**PASSAGE SHOWN**

□ □ □ □ □

Donate unsellable food to staff

  • With finances tight for employees, direct food donation not only helps them – it prevents you from having to throw away perfectly good produce and meat.

Donate unsellable food to local shelters/food banks instead of composting it

  • The Bill Emerson Good Samaritan Act protects restaurants from liability when donating to nonprofits.

Aside from food waste, there is another waste associated with COVID-19 that restaurants need to pay attention to.

Plastic Waste:

Unfortunately, COVID-19 prevention procedures generate more waste as single-use containers, condiments, cups & utensils are needed. The easiest way to curb this type of waste is to simply ask consumers if they want utensils instead of automatically adding them to to-go boxes. Many food delivery apps have already adopted the practice of offering consumers the choice, and it’s simply a matter of asking consumers on phone-in orders what they need.

Gloves, Masks:

All staff members should wear gloves and discard them after touching credit cards, prepping food, and disinfecting surfaces.  Proper use and handling of gloves is a critical step to keeping your customers and employees safe. The CDC has a useful guide on how to safely remove gloves, which you can print and display in your prep areas. The key is to make sure that gloves make their way to the proper trash containers and don’t end up on the floor – potentially creating another source of contamination.

□ □ □ □ □

**ACTIVITIES**
(A) Answer these questions from the passage on restaurant waste, one per line and marked the same way:
(i) What law protects restaurants from liability when they donate to nonprofits?
(ii) What is the easiest way to cut down on plastic waste?
(iii) Where can the CDC guide on removing gloves be printed and displayed?
(B) Reproduce word for word the part of the passage on restaurant waste starting at "Donate unsellable food to staff" and ending at "donating to nonprofits.".
The material that comes next is separate from the passage on restaurant waste.

□ □ □ □ □

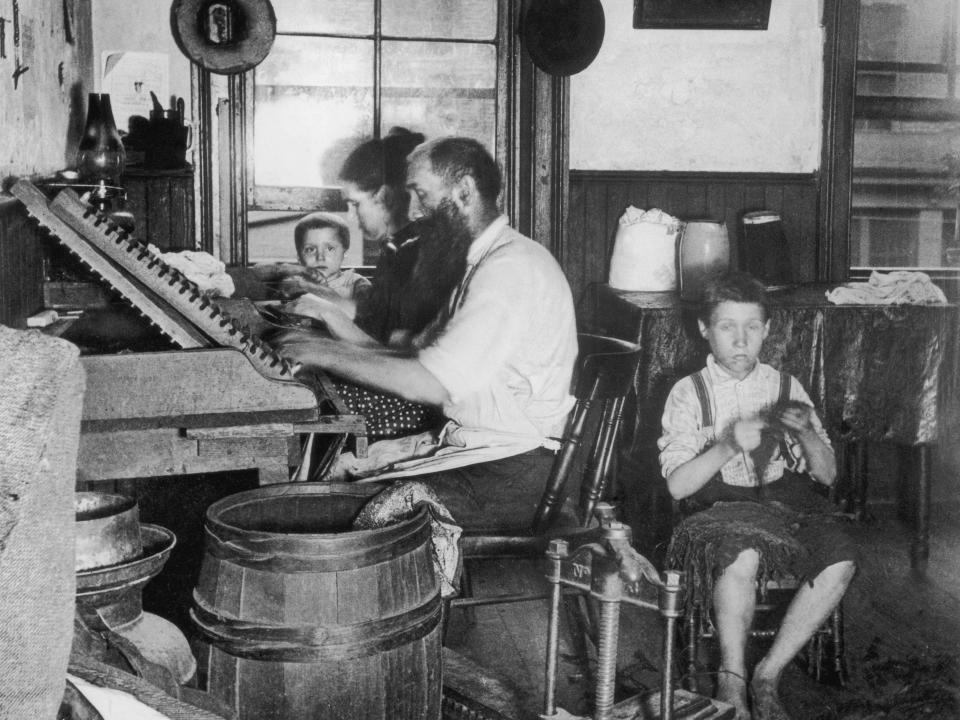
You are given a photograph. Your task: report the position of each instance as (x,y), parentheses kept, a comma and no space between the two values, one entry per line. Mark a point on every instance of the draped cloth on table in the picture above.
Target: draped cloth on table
(879,373)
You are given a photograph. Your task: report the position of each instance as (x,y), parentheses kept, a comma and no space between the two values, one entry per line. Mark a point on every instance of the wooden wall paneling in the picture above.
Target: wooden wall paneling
(598,198)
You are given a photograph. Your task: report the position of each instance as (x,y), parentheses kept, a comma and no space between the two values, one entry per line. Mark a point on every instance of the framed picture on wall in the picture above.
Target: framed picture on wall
(702,14)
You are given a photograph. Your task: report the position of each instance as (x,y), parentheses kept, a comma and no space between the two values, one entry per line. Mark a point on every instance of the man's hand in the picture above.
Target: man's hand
(302,347)
(295,286)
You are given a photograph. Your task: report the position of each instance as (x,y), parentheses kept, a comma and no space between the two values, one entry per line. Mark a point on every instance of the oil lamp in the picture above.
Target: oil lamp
(100,154)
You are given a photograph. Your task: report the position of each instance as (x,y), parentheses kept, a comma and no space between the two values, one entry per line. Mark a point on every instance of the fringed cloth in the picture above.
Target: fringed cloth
(709,541)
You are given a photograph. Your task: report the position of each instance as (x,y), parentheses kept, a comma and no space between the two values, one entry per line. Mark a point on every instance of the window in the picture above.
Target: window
(344,70)
(906,157)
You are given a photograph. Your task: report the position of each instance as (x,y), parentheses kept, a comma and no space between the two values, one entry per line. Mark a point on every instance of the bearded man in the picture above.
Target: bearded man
(497,359)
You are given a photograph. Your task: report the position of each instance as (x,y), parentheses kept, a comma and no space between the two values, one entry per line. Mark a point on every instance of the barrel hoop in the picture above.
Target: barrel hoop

□ □ □ □ □

**EXPECTED RESPONSES**
(A)
(i) The Bill Emerson Good Samaritan Act
(ii) Ask consumers if they want utensils instead of automatically adding them to to-go boxes.
(iii) In your prep areas

(B)
Donate unsellable food to staff

  • With finances tight for employees, direct food donation not only helps them – it prevents you from having to throw away perfectly good produce and meat.

Donate unsellable food to local shelters/food banks instead of composting it

  • The Bill Emerson Good Samaritan Act protects restaurants from liability when donating to nonprofits.